*** RECORDS FOR THIS TASK ***

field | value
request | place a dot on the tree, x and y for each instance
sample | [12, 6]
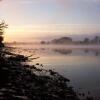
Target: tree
[3, 25]
[86, 40]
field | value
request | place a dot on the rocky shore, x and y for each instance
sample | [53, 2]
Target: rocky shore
[20, 81]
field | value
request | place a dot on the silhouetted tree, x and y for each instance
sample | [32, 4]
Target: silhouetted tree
[86, 40]
[3, 25]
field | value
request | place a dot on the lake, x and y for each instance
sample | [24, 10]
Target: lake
[81, 64]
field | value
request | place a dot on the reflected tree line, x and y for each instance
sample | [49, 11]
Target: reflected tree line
[70, 51]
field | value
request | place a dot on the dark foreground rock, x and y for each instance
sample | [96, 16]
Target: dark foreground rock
[26, 82]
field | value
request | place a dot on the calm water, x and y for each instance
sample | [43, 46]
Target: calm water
[81, 64]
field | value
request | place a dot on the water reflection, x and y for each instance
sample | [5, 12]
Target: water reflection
[80, 65]
[63, 51]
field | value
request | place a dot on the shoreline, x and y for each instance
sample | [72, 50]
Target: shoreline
[26, 82]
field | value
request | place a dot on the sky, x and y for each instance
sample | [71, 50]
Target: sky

*** End of RECORDS FOR THIS TASK ***

__WHAT THE EXERCISE ASKS__.
Would you please print the entries once more, word for word, minus the pictures?

__SOLVED PROBLEM__.
field | value
request | place a dot on the tree, x and y for each instance
sample | [12, 6]
Target: tree
[3, 25]
[86, 40]
field | value
request | place a dot on the rocky shore, x and y for each instance
sample | [53, 2]
Target: rocky shore
[20, 81]
field | value
request | place a dot on the silhouetted tree, x and y for each instance
sample | [32, 4]
Target: silhouetted tree
[86, 40]
[3, 25]
field | value
request | place a dot on the lake, x and y for each instance
sample | [24, 10]
Target: lake
[81, 64]
field | value
request | place a dot on the reflected tree line, x and y for each instance
sample | [49, 11]
Target: reflected tree line
[70, 51]
field | value
request | place a dot on the dark foreground rock, x and y for each instance
sample | [96, 16]
Target: dark foreground rock
[26, 82]
field | value
request | place a dot on the calm water, x and y for each instance
sample | [43, 46]
Target: calm water
[81, 64]
field | value
request | place a dot on the water reflection, x and y for each instance
sample | [5, 12]
Target: water reflection
[80, 65]
[63, 51]
field | value
request | place a dot on the shoreline, x and y for each instance
sample | [72, 50]
Target: shoreline
[26, 82]
field | value
request | place a dot on the sky, x and y for each instance
sample | [71, 50]
Target: sky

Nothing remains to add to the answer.